━━ Selection

Thus, heretofore, read sensors for perpendicularly recorded media have been limited to passive inductive sensors with relatively limited sensitivity and active devices with greater sensitivity but which can disturb recorded information during a read operation. What is needed is an active read sensor which minimizes the disturbances at a perpendicularly recorded medium. Preferably, the read sensor would be adaptable for reading longitudinally recorded media as well as perpendicularly recorded media to enhance the operational flexibility of an incorporating information retrieval system.
The present invention provides a dual-element magnetic-resistive read sensor through which currents flow in opposing direction, i.e., the currents are directionally opposed. A detector provides an output signal corresponding to the difference in voltage changes undergone by the elements, or stripes, when a magnetic transition is encountered in the medium. The output signal is related to the difference of the magnetic excitation fields perceived by each of the two stripes. Depending on the arrangement of the stripes and the detector, the detector can include a differential or a summing amplifier. A mode for reading longitudinally recorded media can be provided by allowing the relative current direction to be switched, changing the arithmetic function applied by the detector so that its output still reflects the instantaneous difference in changes in resistance between the stripes.
The current through each stripe can be monitored and regulated. In some embodiments of the present invention, currents through the stripes can be balanced by regulating them independently to a common value. In an alternative embodiment of the present invention, the stripes are arranged in series so that the currents through the stripes are equal because they are simply different segments of a single current.
The resistance of each stripe contributes independently to the overall sensitivity of the incorporating sensor so that, in contrast to Voegeli's sensor, the full available sensitivity is realized. Also in contrast to Voegeli's sensor, there is no problem balancing currents, either because the stripes are in series in because the currents can be regulated independently. Moreover, and in contrast to single stripe magneto-resistive sensor and Voegeli's dual stripe sensor with parallel currents, the interaction of each current with the soft magnetic underlayer of a perpendicularly recorded media is largely offset by the action of the opposing current. Thus, disturbance of information during read operations is minimized. Furthermore, the present sensor can be switchable between modes for reading both perpendicular recorded information and longitudinally recorded media. Other features and advantages of the present invention are apparent from the description below with reference to the following drawings.
FIG. 1 is a sensor for reading magnetic media in accordance with the present invention.
FIG. 2 is a graph showing the response of the sensor of FIG. 1 to signal fields of opposite polarity.
FIG. 3 is another sensor for reading magnetic media in accordance with the present invention.

━━━━

◆ **Required work**:
1. In the magnetic read sensor description, what type of amplifier can the detector include, depending on how the stripes and detector are arranged?
2. Extend the magnetic read sensor description from its final line, keeping its technical patent style.

━━ Data section

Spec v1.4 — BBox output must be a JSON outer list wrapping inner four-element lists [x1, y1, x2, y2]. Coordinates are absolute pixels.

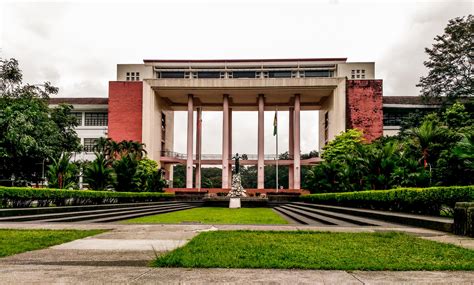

━━━━

◆ **Per-task answers**:
1. A differential or a summing amplifier.

2.
In accordance with the present invention, a read sensor 11 includes a first magneto-resistive element 13, a second magneto-resistive element 15, a first current source 17, a second current source 19, and a differential amplifier 21. Current source 17 provides a current I1 through stripe 13 and current source 19 provides a current I2 through stripe 15. Stripes 13 and 15 are parallel. The direction of current I1 through stripe 13 is opposed to the direction of I2 through stripe 15. As the terms are used herein, "parallel" vector parameters can be either "co-directional" or "directionally opposed".
Current I1 flows from current source 17, along a path 23 to a node A, from node A along a path 25 to stripe 13, through stripe 13, and from stripe 13 along a path 27 to ground. Since I1 is constant, the voltage at node A is positive and its magnitude depends on the instantaneous resistance of stripe 13. Likewise, current I2 flows from current source 19, along a path 33 to a node B, from node B along a path 35 to magnetoresistive stripe 15, through stripe 15, and from stripe 15 along a path 37 to ground. The voltage at node B is a positive variable the magnitude of which depends on the instantaneous resistance of stripe 15.
Node A is AC-coupled through capacitor C1 to the "+" input of differential amplifier 21 via path 29 and node B is AC-coupled through capacitor C2 to the "-" input of differential amplifier 21 via path 39. Consequently, the output of differential amplifier 21 is the potential difference between node A and node B which in turn represents the difference in the voltage drops across stripes 13 and 15. This corresponds to the different in resistance between stripes 13 and 15.
In the absence of a bias field, stripe 13 has an initial magnetization M1 along its easy axis and parallel with current I1 through stripe 13. Correspondingly, stripe 15 has an initial magnetization M2 along its easy axis and parallel to the direction of current I2. Current I1 produces a bias field B2 at stripe 15 orthogonal to M2 resulting in a net magnetization MN2 at about 45° from both M2 and B2. Likewise, current I2 produces a bias field B1 at stripe 13 orthogonal to M1 resulting in a net magnetization MN1 at about 45° from both M1 and B1. Since currents I1 and I2 are opposed, bias fields B1 and B2 are co-directional.
The instantaneous magnetization of stripe 13 is MN1 plus the instantaneous signal field S1, shown pointing up in FIG. 1. The instantaneous magnetization of stripe 15 is MN2 plus the instantaneous signal field S2, shown pointing down in FIG. 1. The fact that S1 and S2 are opposed is indicative that a transition is being detected.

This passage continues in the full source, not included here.